- _THE TASK_
Repeat the material below verbatim, keeping every line and its order unchanged.

- _DATASET RECORDS_
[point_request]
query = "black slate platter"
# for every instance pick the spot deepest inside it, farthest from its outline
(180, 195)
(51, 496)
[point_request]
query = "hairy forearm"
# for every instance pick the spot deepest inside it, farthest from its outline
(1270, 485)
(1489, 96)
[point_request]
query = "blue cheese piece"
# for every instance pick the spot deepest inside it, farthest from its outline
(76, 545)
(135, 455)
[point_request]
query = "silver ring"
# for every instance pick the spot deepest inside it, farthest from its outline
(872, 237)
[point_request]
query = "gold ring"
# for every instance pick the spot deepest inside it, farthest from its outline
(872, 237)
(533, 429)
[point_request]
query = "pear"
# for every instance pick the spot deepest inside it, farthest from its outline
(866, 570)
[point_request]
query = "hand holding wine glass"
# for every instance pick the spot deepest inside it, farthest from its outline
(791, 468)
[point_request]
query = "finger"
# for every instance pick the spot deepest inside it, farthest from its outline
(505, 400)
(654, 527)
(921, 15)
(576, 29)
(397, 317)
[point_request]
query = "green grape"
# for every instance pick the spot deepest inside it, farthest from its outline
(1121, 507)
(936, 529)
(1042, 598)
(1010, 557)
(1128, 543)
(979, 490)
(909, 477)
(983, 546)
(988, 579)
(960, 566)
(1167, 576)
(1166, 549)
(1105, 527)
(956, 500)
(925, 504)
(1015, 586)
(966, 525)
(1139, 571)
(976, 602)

- _ANSWER IN FULL_
[point_request]
query = "black slate platter"
# for every instance pick the spot deepest inside it, farthest from its outline
(180, 195)
(51, 496)
[point_request]
query = "hairy forearm"
# for every instance pick the spot deepest inside it, farthest from its outline
(1270, 485)
(1489, 96)
[point_request]
query = "blue cheese piece"
# for every instance pick the spot deepest inside it, farthest from its outline
(76, 545)
(135, 455)
[point_request]
query = "silver ring"
# for every instance pick the spot deepest inside it, farthest from its outline
(872, 237)
[point_request]
query = "gold ring"
# for every instance pick the spot deepest inside it, farthest from its outline
(872, 237)
(533, 429)
[point_request]
query = "pear"
# for every instance pick the spot deepest inside it, farthest from its outline
(866, 570)
[point_request]
query = "hand holding wine glass"
# for every instance pick the spot deepest inside it, farthest from its outline
(791, 468)
[point_request]
query = "finger"
# for every instance pick the spot deepest inside it, farthest from its outline
(505, 400)
(654, 527)
(921, 15)
(576, 29)
(397, 317)
[point_request]
query = "green grape"
# for every instance pick the spot deepest inside it, farthest from its outline
(1121, 507)
(936, 529)
(1042, 598)
(1010, 557)
(1128, 543)
(979, 490)
(909, 477)
(983, 546)
(988, 579)
(960, 566)
(1167, 576)
(1166, 549)
(1105, 527)
(956, 500)
(925, 504)
(1015, 586)
(966, 525)
(1139, 571)
(976, 602)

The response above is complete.